→ WHAT YOU ARE ASKED TO DO: Please return each line below that contains the word "stone".

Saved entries

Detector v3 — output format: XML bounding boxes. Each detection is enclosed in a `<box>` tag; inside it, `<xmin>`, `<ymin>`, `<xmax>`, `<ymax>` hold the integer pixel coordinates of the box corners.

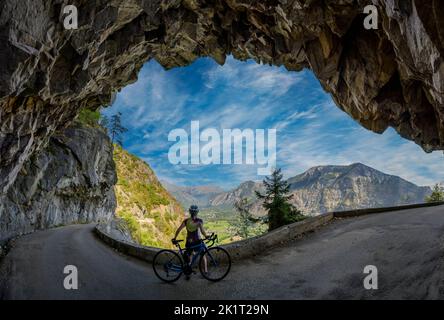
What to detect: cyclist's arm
<box><xmin>174</xmin><ymin>221</ymin><xmax>185</xmax><ymax>239</ymax></box>
<box><xmin>199</xmin><ymin>222</ymin><xmax>208</xmax><ymax>238</ymax></box>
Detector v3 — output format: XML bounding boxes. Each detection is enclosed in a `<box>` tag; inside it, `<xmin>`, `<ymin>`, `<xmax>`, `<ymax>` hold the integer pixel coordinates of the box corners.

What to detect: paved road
<box><xmin>0</xmin><ymin>206</ymin><xmax>444</xmax><ymax>299</ymax></box>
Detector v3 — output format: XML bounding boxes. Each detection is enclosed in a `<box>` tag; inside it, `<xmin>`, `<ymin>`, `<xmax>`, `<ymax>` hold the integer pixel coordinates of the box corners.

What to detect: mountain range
<box><xmin>163</xmin><ymin>163</ymin><xmax>431</xmax><ymax>216</ymax></box>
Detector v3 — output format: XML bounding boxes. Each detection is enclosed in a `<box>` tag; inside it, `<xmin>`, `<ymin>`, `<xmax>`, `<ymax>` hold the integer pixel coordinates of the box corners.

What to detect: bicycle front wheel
<box><xmin>199</xmin><ymin>247</ymin><xmax>231</xmax><ymax>281</ymax></box>
<box><xmin>153</xmin><ymin>250</ymin><xmax>183</xmax><ymax>282</ymax></box>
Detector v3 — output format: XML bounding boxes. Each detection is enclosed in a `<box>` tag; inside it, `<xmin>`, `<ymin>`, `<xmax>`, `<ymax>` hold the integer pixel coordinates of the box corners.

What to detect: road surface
<box><xmin>0</xmin><ymin>206</ymin><xmax>444</xmax><ymax>299</ymax></box>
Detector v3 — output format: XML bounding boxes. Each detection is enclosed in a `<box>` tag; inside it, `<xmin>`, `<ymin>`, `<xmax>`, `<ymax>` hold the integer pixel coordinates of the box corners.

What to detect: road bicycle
<box><xmin>153</xmin><ymin>234</ymin><xmax>231</xmax><ymax>283</ymax></box>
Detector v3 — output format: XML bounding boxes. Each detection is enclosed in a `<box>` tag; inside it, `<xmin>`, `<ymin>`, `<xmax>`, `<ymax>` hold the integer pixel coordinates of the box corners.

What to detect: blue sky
<box><xmin>103</xmin><ymin>57</ymin><xmax>444</xmax><ymax>189</ymax></box>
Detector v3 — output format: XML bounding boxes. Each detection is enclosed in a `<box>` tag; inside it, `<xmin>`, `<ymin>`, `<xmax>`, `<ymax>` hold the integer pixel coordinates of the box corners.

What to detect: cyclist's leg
<box><xmin>199</xmin><ymin>243</ymin><xmax>208</xmax><ymax>273</ymax></box>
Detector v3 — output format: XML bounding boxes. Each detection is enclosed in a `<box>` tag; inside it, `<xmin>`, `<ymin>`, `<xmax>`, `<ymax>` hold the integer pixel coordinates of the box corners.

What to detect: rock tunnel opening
<box><xmin>94</xmin><ymin>56</ymin><xmax>444</xmax><ymax>247</ymax></box>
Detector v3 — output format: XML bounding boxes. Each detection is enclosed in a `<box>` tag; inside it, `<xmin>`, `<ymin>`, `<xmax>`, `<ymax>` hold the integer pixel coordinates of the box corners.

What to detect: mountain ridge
<box><xmin>166</xmin><ymin>162</ymin><xmax>431</xmax><ymax>216</ymax></box>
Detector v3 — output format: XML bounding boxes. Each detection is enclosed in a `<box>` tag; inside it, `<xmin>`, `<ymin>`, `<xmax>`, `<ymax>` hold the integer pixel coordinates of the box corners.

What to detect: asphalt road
<box><xmin>0</xmin><ymin>206</ymin><xmax>444</xmax><ymax>299</ymax></box>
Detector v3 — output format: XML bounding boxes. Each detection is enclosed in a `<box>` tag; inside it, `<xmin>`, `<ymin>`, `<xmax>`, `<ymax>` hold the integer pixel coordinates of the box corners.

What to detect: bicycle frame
<box><xmin>165</xmin><ymin>240</ymin><xmax>217</xmax><ymax>272</ymax></box>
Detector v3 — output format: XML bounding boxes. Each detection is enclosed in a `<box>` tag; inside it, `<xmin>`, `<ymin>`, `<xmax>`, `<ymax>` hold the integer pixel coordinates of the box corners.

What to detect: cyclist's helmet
<box><xmin>188</xmin><ymin>204</ymin><xmax>199</xmax><ymax>217</ymax></box>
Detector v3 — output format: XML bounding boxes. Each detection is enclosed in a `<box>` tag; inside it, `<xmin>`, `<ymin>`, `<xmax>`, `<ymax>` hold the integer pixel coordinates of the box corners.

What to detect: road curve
<box><xmin>0</xmin><ymin>206</ymin><xmax>444</xmax><ymax>299</ymax></box>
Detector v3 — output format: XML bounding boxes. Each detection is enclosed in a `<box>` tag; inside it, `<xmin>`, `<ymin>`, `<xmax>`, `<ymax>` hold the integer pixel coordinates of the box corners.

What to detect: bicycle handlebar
<box><xmin>171</xmin><ymin>232</ymin><xmax>217</xmax><ymax>247</ymax></box>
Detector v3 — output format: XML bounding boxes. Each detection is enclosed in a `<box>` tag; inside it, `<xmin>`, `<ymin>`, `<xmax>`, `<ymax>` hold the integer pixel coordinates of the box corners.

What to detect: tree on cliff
<box><xmin>425</xmin><ymin>184</ymin><xmax>444</xmax><ymax>202</ymax></box>
<box><xmin>103</xmin><ymin>112</ymin><xmax>128</xmax><ymax>145</ymax></box>
<box><xmin>256</xmin><ymin>169</ymin><xmax>304</xmax><ymax>230</ymax></box>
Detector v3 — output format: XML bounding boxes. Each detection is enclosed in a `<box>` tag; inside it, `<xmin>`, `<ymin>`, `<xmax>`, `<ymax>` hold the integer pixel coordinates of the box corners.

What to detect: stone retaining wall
<box><xmin>95</xmin><ymin>202</ymin><xmax>444</xmax><ymax>262</ymax></box>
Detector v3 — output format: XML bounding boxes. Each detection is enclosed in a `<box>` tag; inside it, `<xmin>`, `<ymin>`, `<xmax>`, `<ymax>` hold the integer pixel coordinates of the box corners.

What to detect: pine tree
<box><xmin>108</xmin><ymin>112</ymin><xmax>128</xmax><ymax>146</ymax></box>
<box><xmin>425</xmin><ymin>184</ymin><xmax>444</xmax><ymax>202</ymax></box>
<box><xmin>256</xmin><ymin>169</ymin><xmax>304</xmax><ymax>230</ymax></box>
<box><xmin>231</xmin><ymin>198</ymin><xmax>256</xmax><ymax>239</ymax></box>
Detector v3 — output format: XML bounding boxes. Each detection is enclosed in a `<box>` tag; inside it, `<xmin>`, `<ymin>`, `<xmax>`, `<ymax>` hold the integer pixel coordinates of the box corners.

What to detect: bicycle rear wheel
<box><xmin>199</xmin><ymin>247</ymin><xmax>231</xmax><ymax>281</ymax></box>
<box><xmin>153</xmin><ymin>250</ymin><xmax>183</xmax><ymax>282</ymax></box>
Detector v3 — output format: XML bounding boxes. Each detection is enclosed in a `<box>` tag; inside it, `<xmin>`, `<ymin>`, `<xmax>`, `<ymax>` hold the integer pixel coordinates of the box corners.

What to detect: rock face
<box><xmin>0</xmin><ymin>0</ymin><xmax>444</xmax><ymax>193</ymax></box>
<box><xmin>0</xmin><ymin>127</ymin><xmax>117</xmax><ymax>242</ymax></box>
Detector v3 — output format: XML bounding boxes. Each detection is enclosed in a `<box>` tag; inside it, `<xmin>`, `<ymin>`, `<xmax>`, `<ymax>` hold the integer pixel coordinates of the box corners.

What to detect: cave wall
<box><xmin>0</xmin><ymin>126</ymin><xmax>117</xmax><ymax>244</ymax></box>
<box><xmin>0</xmin><ymin>0</ymin><xmax>444</xmax><ymax>193</ymax></box>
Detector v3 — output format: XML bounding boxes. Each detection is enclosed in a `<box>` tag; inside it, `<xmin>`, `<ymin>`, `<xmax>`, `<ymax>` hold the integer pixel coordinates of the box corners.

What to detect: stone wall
<box><xmin>0</xmin><ymin>127</ymin><xmax>116</xmax><ymax>242</ymax></box>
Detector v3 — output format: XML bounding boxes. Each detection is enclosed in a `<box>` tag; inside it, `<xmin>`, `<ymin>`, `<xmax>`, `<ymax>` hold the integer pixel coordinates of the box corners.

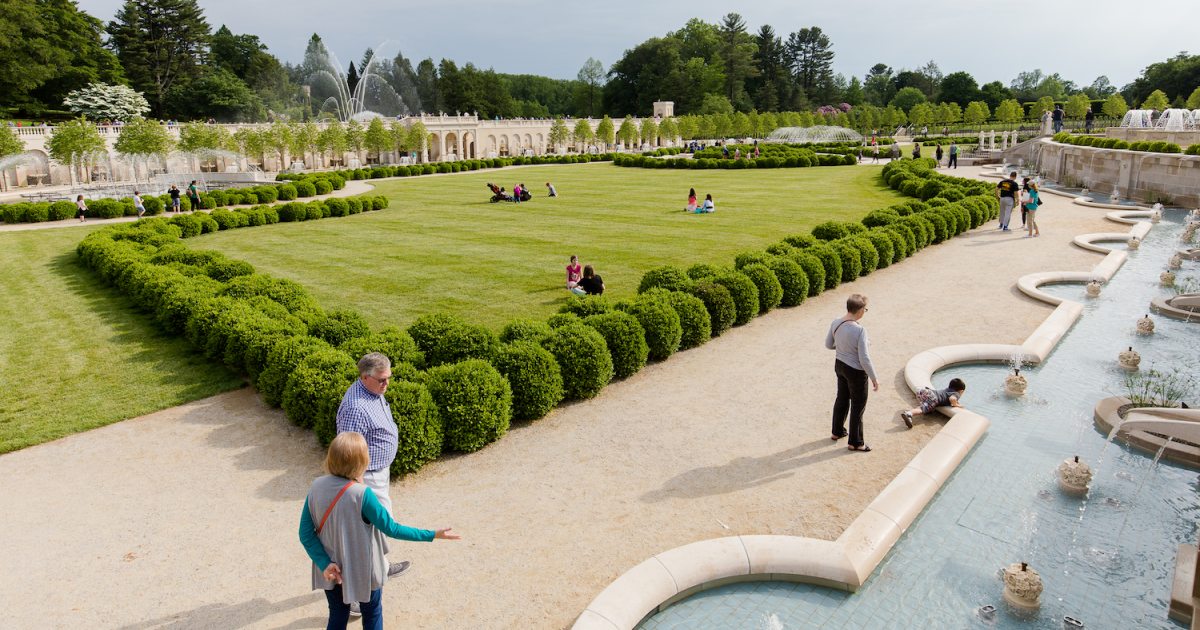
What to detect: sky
<box><xmin>78</xmin><ymin>0</ymin><xmax>1200</xmax><ymax>88</ymax></box>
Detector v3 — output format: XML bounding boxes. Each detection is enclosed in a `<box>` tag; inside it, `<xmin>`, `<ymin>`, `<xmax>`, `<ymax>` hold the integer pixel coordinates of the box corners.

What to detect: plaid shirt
<box><xmin>337</xmin><ymin>379</ymin><xmax>400</xmax><ymax>472</ymax></box>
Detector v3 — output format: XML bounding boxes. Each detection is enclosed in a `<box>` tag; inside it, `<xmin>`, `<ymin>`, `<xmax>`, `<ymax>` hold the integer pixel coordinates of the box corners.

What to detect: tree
<box><xmin>113</xmin><ymin>116</ymin><xmax>175</xmax><ymax>179</ymax></box>
<box><xmin>641</xmin><ymin>118</ymin><xmax>659</xmax><ymax>146</ymax></box>
<box><xmin>596</xmin><ymin>115</ymin><xmax>617</xmax><ymax>149</ymax></box>
<box><xmin>571</xmin><ymin>118</ymin><xmax>596</xmax><ymax>151</ymax></box>
<box><xmin>62</xmin><ymin>83</ymin><xmax>150</xmax><ymax>120</ymax></box>
<box><xmin>962</xmin><ymin>101</ymin><xmax>991</xmax><ymax>125</ymax></box>
<box><xmin>547</xmin><ymin>116</ymin><xmax>570</xmax><ymax>149</ymax></box>
<box><xmin>108</xmin><ymin>0</ymin><xmax>209</xmax><ymax>116</ymax></box>
<box><xmin>787</xmin><ymin>26</ymin><xmax>834</xmax><ymax>100</ymax></box>
<box><xmin>46</xmin><ymin>118</ymin><xmax>104</xmax><ymax>185</ymax></box>
<box><xmin>617</xmin><ymin>116</ymin><xmax>638</xmax><ymax>149</ymax></box>
<box><xmin>720</xmin><ymin>13</ymin><xmax>755</xmax><ymax>104</ymax></box>
<box><xmin>576</xmin><ymin>56</ymin><xmax>604</xmax><ymax>118</ymax></box>
<box><xmin>996</xmin><ymin>98</ymin><xmax>1025</xmax><ymax>122</ymax></box>
<box><xmin>937</xmin><ymin>72</ymin><xmax>982</xmax><ymax>107</ymax></box>
<box><xmin>1063</xmin><ymin>92</ymin><xmax>1092</xmax><ymax>118</ymax></box>
<box><xmin>1100</xmin><ymin>92</ymin><xmax>1129</xmax><ymax>118</ymax></box>
<box><xmin>888</xmin><ymin>86</ymin><xmax>925</xmax><ymax>112</ymax></box>
<box><xmin>1141</xmin><ymin>90</ymin><xmax>1171</xmax><ymax>112</ymax></box>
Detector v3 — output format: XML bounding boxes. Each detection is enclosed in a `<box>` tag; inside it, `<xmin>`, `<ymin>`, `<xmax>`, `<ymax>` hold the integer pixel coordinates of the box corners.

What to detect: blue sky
<box><xmin>78</xmin><ymin>0</ymin><xmax>1200</xmax><ymax>86</ymax></box>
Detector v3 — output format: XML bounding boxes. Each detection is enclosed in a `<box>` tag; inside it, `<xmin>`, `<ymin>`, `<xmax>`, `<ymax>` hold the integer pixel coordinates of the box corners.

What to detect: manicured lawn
<box><xmin>188</xmin><ymin>163</ymin><xmax>901</xmax><ymax>326</ymax></box>
<box><xmin>0</xmin><ymin>228</ymin><xmax>242</xmax><ymax>456</ymax></box>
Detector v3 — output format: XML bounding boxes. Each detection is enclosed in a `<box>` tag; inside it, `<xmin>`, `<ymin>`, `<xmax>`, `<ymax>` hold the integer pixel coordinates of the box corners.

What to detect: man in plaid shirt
<box><xmin>337</xmin><ymin>353</ymin><xmax>410</xmax><ymax>597</ymax></box>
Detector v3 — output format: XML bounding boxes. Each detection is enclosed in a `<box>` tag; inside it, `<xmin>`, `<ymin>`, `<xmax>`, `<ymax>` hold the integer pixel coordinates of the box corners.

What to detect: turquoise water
<box><xmin>641</xmin><ymin>210</ymin><xmax>1200</xmax><ymax>630</ymax></box>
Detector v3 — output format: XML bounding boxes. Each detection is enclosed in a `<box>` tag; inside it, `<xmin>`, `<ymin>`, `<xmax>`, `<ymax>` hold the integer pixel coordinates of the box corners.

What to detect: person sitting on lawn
<box><xmin>571</xmin><ymin>265</ymin><xmax>604</xmax><ymax>295</ymax></box>
<box><xmin>566</xmin><ymin>256</ymin><xmax>583</xmax><ymax>289</ymax></box>
<box><xmin>900</xmin><ymin>378</ymin><xmax>967</xmax><ymax>428</ymax></box>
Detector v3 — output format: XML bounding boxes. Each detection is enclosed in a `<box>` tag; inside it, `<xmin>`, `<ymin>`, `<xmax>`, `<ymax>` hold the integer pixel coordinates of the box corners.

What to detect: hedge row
<box><xmin>1054</xmin><ymin>131</ymin><xmax>1200</xmax><ymax>155</ymax></box>
<box><xmin>275</xmin><ymin>154</ymin><xmax>613</xmax><ymax>182</ymax></box>
<box><xmin>77</xmin><ymin>160</ymin><xmax>998</xmax><ymax>474</ymax></box>
<box><xmin>0</xmin><ymin>173</ymin><xmax>346</xmax><ymax>223</ymax></box>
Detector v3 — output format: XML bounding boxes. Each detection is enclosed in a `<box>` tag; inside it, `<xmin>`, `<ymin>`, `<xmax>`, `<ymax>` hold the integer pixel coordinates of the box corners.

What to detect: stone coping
<box><xmin>1092</xmin><ymin>396</ymin><xmax>1200</xmax><ymax>469</ymax></box>
<box><xmin>572</xmin><ymin>194</ymin><xmax>1151</xmax><ymax>630</ymax></box>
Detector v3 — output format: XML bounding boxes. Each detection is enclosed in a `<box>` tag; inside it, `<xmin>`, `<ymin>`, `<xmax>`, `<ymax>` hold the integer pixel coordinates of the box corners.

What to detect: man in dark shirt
<box><xmin>578</xmin><ymin>265</ymin><xmax>604</xmax><ymax>295</ymax></box>
<box><xmin>996</xmin><ymin>170</ymin><xmax>1019</xmax><ymax>232</ymax></box>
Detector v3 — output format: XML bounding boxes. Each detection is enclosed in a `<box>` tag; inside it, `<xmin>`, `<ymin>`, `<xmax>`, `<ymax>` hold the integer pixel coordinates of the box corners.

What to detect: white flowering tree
<box><xmin>62</xmin><ymin>83</ymin><xmax>150</xmax><ymax>121</ymax></box>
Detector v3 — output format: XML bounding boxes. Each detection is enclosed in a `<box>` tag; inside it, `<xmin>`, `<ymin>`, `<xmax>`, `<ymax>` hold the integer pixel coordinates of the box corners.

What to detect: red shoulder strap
<box><xmin>317</xmin><ymin>480</ymin><xmax>354</xmax><ymax>536</ymax></box>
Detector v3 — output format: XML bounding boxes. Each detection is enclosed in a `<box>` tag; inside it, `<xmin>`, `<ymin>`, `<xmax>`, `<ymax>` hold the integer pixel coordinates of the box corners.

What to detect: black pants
<box><xmin>833</xmin><ymin>361</ymin><xmax>866</xmax><ymax>446</ymax></box>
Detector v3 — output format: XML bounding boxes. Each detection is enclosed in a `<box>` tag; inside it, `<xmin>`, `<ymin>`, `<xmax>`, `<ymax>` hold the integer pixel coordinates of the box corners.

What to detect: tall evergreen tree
<box><xmin>108</xmin><ymin>0</ymin><xmax>209</xmax><ymax>118</ymax></box>
<box><xmin>720</xmin><ymin>13</ymin><xmax>755</xmax><ymax>109</ymax></box>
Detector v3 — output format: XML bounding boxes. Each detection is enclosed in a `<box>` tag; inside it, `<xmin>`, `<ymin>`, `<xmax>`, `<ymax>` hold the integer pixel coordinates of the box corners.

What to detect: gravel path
<box><xmin>0</xmin><ymin>168</ymin><xmax>1114</xmax><ymax>629</ymax></box>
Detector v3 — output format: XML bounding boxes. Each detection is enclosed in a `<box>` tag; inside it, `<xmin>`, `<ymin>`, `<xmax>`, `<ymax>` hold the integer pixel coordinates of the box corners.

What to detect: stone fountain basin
<box><xmin>1093</xmin><ymin>396</ymin><xmax>1200</xmax><ymax>469</ymax></box>
<box><xmin>1150</xmin><ymin>293</ymin><xmax>1200</xmax><ymax>322</ymax></box>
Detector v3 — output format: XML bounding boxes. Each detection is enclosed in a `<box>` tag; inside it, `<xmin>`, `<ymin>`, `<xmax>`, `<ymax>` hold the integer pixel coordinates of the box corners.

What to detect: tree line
<box><xmin>0</xmin><ymin>0</ymin><xmax>1200</xmax><ymax>124</ymax></box>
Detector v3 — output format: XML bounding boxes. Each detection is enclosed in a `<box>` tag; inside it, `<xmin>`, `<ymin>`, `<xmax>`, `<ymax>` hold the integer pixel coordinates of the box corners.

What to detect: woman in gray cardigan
<box><xmin>300</xmin><ymin>432</ymin><xmax>460</xmax><ymax>630</ymax></box>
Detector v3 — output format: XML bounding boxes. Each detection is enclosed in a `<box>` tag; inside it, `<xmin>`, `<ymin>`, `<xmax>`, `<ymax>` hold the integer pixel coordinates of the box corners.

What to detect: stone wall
<box><xmin>1104</xmin><ymin>127</ymin><xmax>1200</xmax><ymax>146</ymax></box>
<box><xmin>1004</xmin><ymin>139</ymin><xmax>1200</xmax><ymax>208</ymax></box>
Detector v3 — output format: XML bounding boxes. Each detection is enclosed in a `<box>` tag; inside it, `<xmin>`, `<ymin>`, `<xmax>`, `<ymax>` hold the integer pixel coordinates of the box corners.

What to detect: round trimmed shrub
<box><xmin>626</xmin><ymin>292</ymin><xmax>683</xmax><ymax>361</ymax></box>
<box><xmin>797</xmin><ymin>245</ymin><xmax>842</xmax><ymax>290</ymax></box>
<box><xmin>742</xmin><ymin>264</ymin><xmax>784</xmax><ymax>313</ymax></box>
<box><xmin>376</xmin><ymin>380</ymin><xmax>444</xmax><ymax>475</ymax></box>
<box><xmin>583</xmin><ymin>311</ymin><xmax>650</xmax><ymax>379</ymax></box>
<box><xmin>767</xmin><ymin>256</ymin><xmax>809</xmax><ymax>306</ymax></box>
<box><xmin>713</xmin><ymin>271</ymin><xmax>758</xmax><ymax>326</ymax></box>
<box><xmin>558</xmin><ymin>295</ymin><xmax>612</xmax><ymax>317</ymax></box>
<box><xmin>337</xmin><ymin>326</ymin><xmax>425</xmax><ymax>366</ymax></box>
<box><xmin>256</xmin><ymin>336</ymin><xmax>332</xmax><ymax>407</ymax></box>
<box><xmin>492</xmin><ymin>341</ymin><xmax>564</xmax><ymax>420</ymax></box>
<box><xmin>787</xmin><ymin>250</ymin><xmax>824</xmax><ymax>298</ymax></box>
<box><xmin>500</xmin><ymin>319</ymin><xmax>554</xmax><ymax>343</ymax></box>
<box><xmin>829</xmin><ymin>241</ymin><xmax>863</xmax><ymax>282</ymax></box>
<box><xmin>283</xmin><ymin>348</ymin><xmax>359</xmax><ymax>429</ymax></box>
<box><xmin>859</xmin><ymin>229</ymin><xmax>896</xmax><ymax>269</ymax></box>
<box><xmin>541</xmin><ymin>324</ymin><xmax>613</xmax><ymax>400</ymax></box>
<box><xmin>659</xmin><ymin>289</ymin><xmax>713</xmax><ymax>350</ymax></box>
<box><xmin>637</xmin><ymin>265</ymin><xmax>692</xmax><ymax>293</ymax></box>
<box><xmin>691</xmin><ymin>281</ymin><xmax>738</xmax><ymax>337</ymax></box>
<box><xmin>427</xmin><ymin>357</ymin><xmax>512</xmax><ymax>452</ymax></box>
<box><xmin>846</xmin><ymin>236</ymin><xmax>880</xmax><ymax>276</ymax></box>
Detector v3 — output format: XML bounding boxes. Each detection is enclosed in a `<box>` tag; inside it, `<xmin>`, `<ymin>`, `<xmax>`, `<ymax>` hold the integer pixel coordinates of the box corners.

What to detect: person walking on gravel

→ WRITTEN SOLUTION:
What to detect: stone retaining wall
What to detect: stone wall
What to detect: stone coping
What to detect: stone fountain basin
What to detect: stone wall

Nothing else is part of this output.